Dataset records:
• • • • •
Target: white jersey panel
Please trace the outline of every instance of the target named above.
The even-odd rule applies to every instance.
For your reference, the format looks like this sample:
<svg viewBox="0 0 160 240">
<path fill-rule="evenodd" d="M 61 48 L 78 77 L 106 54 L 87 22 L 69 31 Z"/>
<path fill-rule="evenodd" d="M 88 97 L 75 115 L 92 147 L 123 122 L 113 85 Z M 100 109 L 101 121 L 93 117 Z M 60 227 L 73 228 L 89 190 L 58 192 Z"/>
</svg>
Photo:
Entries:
• • • • •
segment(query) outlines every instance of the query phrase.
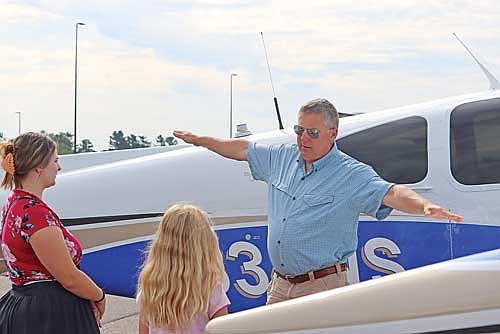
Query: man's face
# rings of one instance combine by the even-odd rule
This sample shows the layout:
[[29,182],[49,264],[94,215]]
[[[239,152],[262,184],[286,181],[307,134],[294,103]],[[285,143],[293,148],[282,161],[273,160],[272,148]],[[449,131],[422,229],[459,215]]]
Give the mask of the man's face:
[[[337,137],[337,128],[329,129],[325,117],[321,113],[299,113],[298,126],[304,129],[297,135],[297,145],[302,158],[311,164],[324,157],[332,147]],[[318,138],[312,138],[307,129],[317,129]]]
• • • • •
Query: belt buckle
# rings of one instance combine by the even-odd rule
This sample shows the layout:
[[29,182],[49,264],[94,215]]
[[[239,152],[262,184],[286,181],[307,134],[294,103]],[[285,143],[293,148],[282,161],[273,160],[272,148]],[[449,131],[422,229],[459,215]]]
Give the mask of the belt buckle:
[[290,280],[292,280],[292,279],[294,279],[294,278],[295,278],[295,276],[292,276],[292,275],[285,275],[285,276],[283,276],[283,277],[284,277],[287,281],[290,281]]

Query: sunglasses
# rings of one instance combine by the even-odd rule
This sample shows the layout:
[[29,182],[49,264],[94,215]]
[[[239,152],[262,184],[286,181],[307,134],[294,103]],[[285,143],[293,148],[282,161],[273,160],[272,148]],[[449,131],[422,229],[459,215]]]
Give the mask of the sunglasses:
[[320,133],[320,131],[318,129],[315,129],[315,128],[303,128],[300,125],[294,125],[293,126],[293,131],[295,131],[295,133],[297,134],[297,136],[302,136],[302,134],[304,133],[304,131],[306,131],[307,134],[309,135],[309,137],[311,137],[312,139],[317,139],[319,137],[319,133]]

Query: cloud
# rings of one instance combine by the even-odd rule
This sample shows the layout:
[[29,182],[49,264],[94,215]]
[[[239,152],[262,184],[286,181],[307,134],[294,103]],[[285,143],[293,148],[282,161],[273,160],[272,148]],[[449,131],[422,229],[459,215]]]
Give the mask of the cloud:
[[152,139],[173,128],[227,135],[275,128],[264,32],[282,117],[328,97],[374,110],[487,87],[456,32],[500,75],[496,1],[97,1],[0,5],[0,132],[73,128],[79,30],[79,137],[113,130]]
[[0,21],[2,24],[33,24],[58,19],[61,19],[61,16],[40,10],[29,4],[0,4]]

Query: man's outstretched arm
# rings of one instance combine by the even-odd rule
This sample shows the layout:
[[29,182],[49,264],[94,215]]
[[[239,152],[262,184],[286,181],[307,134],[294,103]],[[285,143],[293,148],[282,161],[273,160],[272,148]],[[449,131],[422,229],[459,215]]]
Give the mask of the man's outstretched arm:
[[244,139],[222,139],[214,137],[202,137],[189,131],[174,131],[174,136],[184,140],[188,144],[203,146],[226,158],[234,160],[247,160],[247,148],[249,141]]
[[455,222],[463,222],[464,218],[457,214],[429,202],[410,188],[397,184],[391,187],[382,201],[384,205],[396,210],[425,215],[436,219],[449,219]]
• • • • •
## Work instructions
What number of lines in the data contain the word "every"? Give the number and nothing else.

## Response area
3